Referring to FIGS. 1 to 7, there are shown a few variants of a wall form intersection assembly (10) which are suitable to make a form for receiving flowable material such as concrete or the like into a cavity (11). The assembly (10) includes a pair of opposed spaced-apart foam panels (12A, 12B), which are also called “longitudinal” panels. The opposed panels (12) are preferably parallel and substantially rectangular foamed plastic panels.

Referring briefly to FIG. 3, each of the pair of foam panels (12A, 12B) has a top surface (13A) and a bottom surface (13B).

Referring back to FIG. 1, viewing the assembly from the top surface, each of the pair of foam panels (12A, 12B) has a first linear section (14A, 14B). The first linear sections (14) are preferably tied together in a spaced and parallel relationship along a first axis (15) with at least one connector (16). The first linear sections (14) are in a parallel relation relative to each other since most walls to be formed therein are designed to have a uniform width, among other reasons that would be known to a person skilled in the art. Furthermore, the first linear sections (14A, 14B) delimit therebetween a first portion (18) of the cavity (also called the “first” or “longitudinal” cavity (18)). Preferably, a plurality of connectors (16) is used, depending on the length of the pair of foam panels (12). The connectors (16) may be, for exemple, spaced at about eight inch intervals. However, depending on the width of the first cavity (18) and other parameters of the assembly (10), a person skilled in the art could arrange the connectors at functional intervals that are regularly spaced or not. The width of the first cavity is for example about six inches, but the assembly may be easily adapted depending on the desired width.

Still referring to FIG. 1, it is preferable that the connector (16) include a pair of anchor members (20A, 20B) respectively embedded in the first and second opposed foam panels (12A, 12B), and a web-shaped connecting member (22) extending between the foam panels (12A, 12B) and being connected to the anchor members (20A, 20B).

Furthermore, the opposed foam panels (12A, 12B) are preferably movable between an extended position (as shown in FIG. 1) where the foam panels (12A, 12B) are spaced apart to make the wall form, and a collapsed position (not illustrated) where the foam panels (12A, 12B) are brought close to each other, mainly for transport and shipping purposes. This may be achieved by mounting the web-shaped member (22) to the anchor members (20A, 20B) in a pivotal or otherwise movable relationship.

Each foam panel (12A, 12B) of the pair also has a first end (21A) and a second end (21B); and a second linear section (24A, 24B) pointing outwardly from its first end (21A). Preferably, the second linear sections (24A, 24B) are integrally formed with their respective first linear sections (14A, 14B). Alternatively, the second linear sections (24A, 24B) may be integrated with the assembly using a variety of fixing means, or made to abut on the fist end (21A) of the first linear section (14). In such a case (not illustrated), the first linear sections (14) would have butt-ends at their first ends (21A) to which the second linear sections (24) are operatively connected or abutted. The second linear sections (24A, 24B) extend laterally outward away from the first portion (18) of the cavity (11). Preferably, they extend at right angles relative to the first linear sections (14) to provide for a right-angled intersection. However, as was previously mentioned, the second linear sections (24A, 24B) may also extend at other angles, be they obtuse or acute, different from each other or the same, depending on the desired wall intersection to be formed.

> _TASKS_
a: In the wall form description, which components are named with reference numerals in the sentence that begins "Still referring to FIG. 1"? Give each one with its numerals.
b: Answer these from the wall form description:
(i) Which two surfaces does each foam panel have, according to the reference to FIG. 3?
(ii) What is the collapsed position mainly for?
(iii) At what angle relative to the first linear sections do the second linear sections preferably extend?
c: Write the next part of the wall form description, picking up after its final sentence.
The listing that comes next has no connection to the wall form description.

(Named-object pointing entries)
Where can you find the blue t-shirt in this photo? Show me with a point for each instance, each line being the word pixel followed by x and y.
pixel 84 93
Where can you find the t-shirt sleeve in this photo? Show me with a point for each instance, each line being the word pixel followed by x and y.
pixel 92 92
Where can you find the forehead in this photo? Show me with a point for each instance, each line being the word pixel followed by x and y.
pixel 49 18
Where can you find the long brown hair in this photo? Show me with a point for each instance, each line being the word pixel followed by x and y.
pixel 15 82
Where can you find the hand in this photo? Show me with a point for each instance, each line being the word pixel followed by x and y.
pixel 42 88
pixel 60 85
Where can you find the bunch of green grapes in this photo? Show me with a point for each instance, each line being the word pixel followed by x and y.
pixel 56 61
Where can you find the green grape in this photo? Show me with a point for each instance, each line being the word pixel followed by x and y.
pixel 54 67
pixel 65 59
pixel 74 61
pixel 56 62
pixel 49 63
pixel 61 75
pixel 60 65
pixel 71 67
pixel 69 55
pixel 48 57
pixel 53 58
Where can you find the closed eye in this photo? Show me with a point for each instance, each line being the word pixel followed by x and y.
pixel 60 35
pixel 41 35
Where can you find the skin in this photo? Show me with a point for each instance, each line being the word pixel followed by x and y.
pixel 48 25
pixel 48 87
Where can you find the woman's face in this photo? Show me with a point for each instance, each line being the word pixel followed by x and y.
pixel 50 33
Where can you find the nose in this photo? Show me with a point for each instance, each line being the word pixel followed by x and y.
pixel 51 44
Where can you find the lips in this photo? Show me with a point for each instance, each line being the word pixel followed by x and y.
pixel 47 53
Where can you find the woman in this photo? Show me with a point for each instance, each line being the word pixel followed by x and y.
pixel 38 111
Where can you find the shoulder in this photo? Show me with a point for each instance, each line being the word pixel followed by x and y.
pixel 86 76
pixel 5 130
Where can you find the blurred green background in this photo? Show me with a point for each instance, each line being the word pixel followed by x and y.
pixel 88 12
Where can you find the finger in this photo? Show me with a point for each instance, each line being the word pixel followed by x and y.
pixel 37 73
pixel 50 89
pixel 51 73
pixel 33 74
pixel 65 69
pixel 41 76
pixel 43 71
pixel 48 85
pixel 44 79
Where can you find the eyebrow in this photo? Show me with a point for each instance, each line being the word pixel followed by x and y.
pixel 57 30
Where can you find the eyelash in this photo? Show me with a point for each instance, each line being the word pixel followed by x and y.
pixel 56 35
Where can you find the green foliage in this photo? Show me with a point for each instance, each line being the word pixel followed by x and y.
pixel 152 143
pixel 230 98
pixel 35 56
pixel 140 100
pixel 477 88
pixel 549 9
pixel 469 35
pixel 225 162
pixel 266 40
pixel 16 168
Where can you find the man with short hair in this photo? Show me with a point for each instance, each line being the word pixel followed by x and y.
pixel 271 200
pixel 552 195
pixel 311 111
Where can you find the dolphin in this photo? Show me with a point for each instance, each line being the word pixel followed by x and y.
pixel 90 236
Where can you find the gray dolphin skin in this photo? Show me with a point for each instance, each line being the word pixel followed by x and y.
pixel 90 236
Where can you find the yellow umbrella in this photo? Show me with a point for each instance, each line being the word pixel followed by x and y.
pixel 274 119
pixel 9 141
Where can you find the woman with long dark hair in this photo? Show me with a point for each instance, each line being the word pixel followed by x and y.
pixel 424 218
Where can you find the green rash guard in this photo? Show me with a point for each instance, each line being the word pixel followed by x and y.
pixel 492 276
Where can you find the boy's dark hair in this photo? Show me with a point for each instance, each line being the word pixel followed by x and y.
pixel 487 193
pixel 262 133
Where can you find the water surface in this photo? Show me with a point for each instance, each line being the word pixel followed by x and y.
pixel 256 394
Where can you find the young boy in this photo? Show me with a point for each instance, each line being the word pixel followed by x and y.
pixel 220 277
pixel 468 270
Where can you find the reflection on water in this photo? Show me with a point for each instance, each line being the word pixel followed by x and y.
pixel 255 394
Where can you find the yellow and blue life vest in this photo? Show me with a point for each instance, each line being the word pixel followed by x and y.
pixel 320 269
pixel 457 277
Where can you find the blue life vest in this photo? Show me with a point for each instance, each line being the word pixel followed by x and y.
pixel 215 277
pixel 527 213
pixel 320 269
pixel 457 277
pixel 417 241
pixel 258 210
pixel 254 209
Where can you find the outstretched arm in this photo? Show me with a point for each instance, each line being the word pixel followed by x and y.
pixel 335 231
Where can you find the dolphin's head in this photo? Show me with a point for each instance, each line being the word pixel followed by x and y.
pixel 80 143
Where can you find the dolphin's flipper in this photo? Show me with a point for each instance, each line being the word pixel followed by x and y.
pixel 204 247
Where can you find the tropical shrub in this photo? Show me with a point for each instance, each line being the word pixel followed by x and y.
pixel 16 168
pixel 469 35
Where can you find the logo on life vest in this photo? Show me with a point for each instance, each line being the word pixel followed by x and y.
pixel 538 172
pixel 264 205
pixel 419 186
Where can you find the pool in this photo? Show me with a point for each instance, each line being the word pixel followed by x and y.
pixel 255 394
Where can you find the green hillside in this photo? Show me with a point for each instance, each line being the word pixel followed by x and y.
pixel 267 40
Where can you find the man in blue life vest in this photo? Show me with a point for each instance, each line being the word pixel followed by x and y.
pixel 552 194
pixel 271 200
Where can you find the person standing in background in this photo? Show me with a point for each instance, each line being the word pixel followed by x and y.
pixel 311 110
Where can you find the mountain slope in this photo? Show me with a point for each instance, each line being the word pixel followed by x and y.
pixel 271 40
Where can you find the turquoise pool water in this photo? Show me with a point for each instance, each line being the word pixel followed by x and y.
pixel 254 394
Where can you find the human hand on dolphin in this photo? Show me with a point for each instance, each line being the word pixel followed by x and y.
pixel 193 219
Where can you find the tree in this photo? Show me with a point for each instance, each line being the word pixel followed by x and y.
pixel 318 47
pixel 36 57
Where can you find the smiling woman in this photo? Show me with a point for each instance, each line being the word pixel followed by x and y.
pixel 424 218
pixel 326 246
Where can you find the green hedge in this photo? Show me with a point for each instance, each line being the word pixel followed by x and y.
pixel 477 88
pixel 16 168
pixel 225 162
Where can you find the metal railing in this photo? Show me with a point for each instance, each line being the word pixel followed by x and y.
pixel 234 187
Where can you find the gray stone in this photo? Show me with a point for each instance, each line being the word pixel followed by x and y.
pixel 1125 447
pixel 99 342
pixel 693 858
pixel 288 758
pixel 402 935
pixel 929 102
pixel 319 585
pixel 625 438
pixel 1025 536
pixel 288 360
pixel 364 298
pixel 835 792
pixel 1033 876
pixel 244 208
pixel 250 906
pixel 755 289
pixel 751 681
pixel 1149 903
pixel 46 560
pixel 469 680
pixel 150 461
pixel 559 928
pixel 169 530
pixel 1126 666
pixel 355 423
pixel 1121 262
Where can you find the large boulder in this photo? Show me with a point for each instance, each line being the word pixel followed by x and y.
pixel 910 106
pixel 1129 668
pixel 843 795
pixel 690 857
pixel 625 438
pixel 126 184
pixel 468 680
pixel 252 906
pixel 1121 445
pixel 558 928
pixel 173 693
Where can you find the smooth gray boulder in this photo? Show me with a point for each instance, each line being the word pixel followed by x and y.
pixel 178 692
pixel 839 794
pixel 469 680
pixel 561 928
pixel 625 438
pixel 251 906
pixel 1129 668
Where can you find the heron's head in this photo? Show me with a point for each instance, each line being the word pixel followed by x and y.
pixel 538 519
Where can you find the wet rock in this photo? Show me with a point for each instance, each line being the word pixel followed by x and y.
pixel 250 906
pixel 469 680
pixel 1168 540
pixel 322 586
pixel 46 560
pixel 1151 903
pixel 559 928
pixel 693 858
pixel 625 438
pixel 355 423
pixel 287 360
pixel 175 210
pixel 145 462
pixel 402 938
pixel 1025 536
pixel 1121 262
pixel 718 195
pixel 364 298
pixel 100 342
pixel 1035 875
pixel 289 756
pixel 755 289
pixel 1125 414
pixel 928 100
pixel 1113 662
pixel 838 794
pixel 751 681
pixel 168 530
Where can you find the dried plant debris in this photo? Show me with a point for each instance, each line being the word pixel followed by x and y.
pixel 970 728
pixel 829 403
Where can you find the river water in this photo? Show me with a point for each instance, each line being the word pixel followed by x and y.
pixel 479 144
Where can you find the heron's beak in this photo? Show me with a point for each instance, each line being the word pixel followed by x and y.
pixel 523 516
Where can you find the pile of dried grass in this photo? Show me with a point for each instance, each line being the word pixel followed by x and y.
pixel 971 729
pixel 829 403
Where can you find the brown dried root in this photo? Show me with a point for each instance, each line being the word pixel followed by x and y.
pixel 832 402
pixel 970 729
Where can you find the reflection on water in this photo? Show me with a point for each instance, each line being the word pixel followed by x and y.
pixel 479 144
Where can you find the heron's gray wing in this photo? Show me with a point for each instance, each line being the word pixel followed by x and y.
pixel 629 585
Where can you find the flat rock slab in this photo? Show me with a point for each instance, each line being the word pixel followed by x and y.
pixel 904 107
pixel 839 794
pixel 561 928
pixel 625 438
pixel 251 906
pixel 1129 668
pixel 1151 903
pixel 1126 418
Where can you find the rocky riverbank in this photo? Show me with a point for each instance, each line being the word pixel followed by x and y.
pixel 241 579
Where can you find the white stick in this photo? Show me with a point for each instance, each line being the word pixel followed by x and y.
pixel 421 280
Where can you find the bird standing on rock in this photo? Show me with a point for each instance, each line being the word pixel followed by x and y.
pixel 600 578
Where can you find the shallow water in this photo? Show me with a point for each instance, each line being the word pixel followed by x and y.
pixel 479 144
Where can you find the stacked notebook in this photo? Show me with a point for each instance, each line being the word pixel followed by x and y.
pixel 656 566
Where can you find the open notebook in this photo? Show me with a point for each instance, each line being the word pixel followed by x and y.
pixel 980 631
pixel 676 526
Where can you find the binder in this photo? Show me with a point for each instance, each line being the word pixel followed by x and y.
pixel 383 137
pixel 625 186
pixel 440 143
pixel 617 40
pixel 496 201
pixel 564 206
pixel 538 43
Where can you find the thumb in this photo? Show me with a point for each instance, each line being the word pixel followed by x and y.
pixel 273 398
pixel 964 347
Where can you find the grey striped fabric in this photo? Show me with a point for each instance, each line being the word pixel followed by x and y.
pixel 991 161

> _THE RESULTS_
a: Connector (16); pair of anchor members (20A, 20B); first and second opposed foam panels (12A, 12B); web-shaped connecting member (22).

b:
(i) A top surface (13A) and a bottom surface (13B).
(ii) Transport and shipping.
(iii) At right angles, giving a right-angled intersection.

c:
Still referring to FIG. 1, the intersection assembly (10) further includes at least one end foam panel (26). In the preferred embodiment of FIGS. 1 to 5, the at least one end foam panel is a single end foam panel (26). In this case, the end foam panel (26) is the third foam panel in the inventive assembly (10), the others being the pair of opposed foam panels (12A, 12B). The end foam panel (26) has section (27) that may also be referred to as the first section. The end foam panel is tied in spaced relation to the second linear sections (24A, 24B) of the opposed longitudinal panels (12A, 12B) using end connectors (28A, 28B), which are preferably similar to those used to tie together the longitudinal panels (12A, 12B). The end connectors (26) are thus arranged so that the end foam panel (26) and the second linear sections (24A, 24B) define there-between a second portion (30) of the cavity (11) (also called the “second” cavity or the “end” cavity). Preferably, the second cavity (30) extends along a second axis (31). This second axis is preferably at a right angle relative to the first axis (15), but may also be arranged at other angles. Alternatively, when the second linear sections (24A, 24B) point outwardly at different angles, the second axis would be nonlinear, but would have a V-shape or another shape.

In any case, the three foam panels (12A, 12B, 26) are interconnected so that the end cavity (30) and the longitudinal cavity (18) make up a cavity (11) into which the flowable material may be flowed.

Again referring to FIG. 1, the end foam panel (26) is preferably tied to the second linear sections (24A, 24B) so as to be in a parallel relationship therewith. Thus, when the second linear sections (24A, 24B) extend in opposite directions and at right angles relative to the first axis (15) direction, the end foam panel (26) is straight. However, as may be appreciated by a person skilled in the art, if the second linear sections (24A, 24B) extend at forward angles, the end foam panel (26) may be V-shaped in order the remain parallel therewith, thus enabling the assembly to define more of an overall Y-shaped cavity.

Now referring to the embodiment of FIG. 6, the at least one end foam panel (26) consists of a pair of spaced-apart end foam panels (26A, 26B). Thus, for this embodiment, there are four foam panels that make up the wall form intersection assembly. Each end foam panel of the pair includes a section (27A, 27B), hereinafter referred to as the first sections. The first sections (27A, 27B) face a respective one of the second linear sections (24A, 24B). Each end foam panel (26) also includes a second section (29A, 29B) extending at a right angle from an inner end (33A, 33B) of a respective one of said first sections (27A, 27B). Preferably, each of the second sections (29A, 29B) is in a collinear relationship with a respective one of the first linear sections (14A, 14B). The cavity (11) between the at least one end foam panel (26) and the pair of opposed spaced-apart foam panels (12A, 12B) is, for this embodiment, cross-shaped. There is thus a third portion of the cavity (35), which enables another type of intersection wall to be formed.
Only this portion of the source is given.